TEXT SECTION:
=-=-=-=-=

I am not sure what you mean by the card's outband interface I2C or PLDM. Are you referring to a physical port? a software channel? or a serial number? In any case I have physical access to the board. What information did you want from the I2C/PLDM?

wchiah
Employee
228 Views

Hi Anup,

Hoping to hear back from you for the confirmation of the cause issue.
I might need some information such as  (board temperature, voltage, and current) from the I2C/PLDM
That will be helpful for us to confirm the issue as well.

For detail about the BMC, you may refer to N3000 BMC User Guide
https://www.intel.co.jp/content/dam/www/programmable/us/en/pdfs/literature/ug/ug-pac-bmc-n3000-n.pdf


Hope to hear back from you.
Regards,
WeiChuan_C_Intel

Anup_Agarwal
Beginner
221 Views

I might need more help with I2C/PLDM.

 

For PLDM, the link just says `sudo fpgainfo bmc`. This command simply returns "No FPGA Resources found". Is there any other way to access the PLDM interface?

=-=-=-=-=

STORED DATA:
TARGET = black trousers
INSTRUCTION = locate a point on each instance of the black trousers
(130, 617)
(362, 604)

=-=-=-=-=

EXERCISE TASK:
Return the stretch of the forum thread above from "I am not sure" through "the cause issue.", copied word for word.

EXERCISE ANSWER:
I am not sure what you mean by the card's outband interface I2C or PLDM. Are you referring to a physical port? a software channel? or a serial number? In any case I have physical access to the board. What information did you want from the I2C/PLDM?

wchiah
Employee
228 Views

Hi Anup,

Hoping to hear back from you for the confirmation of the cause issue.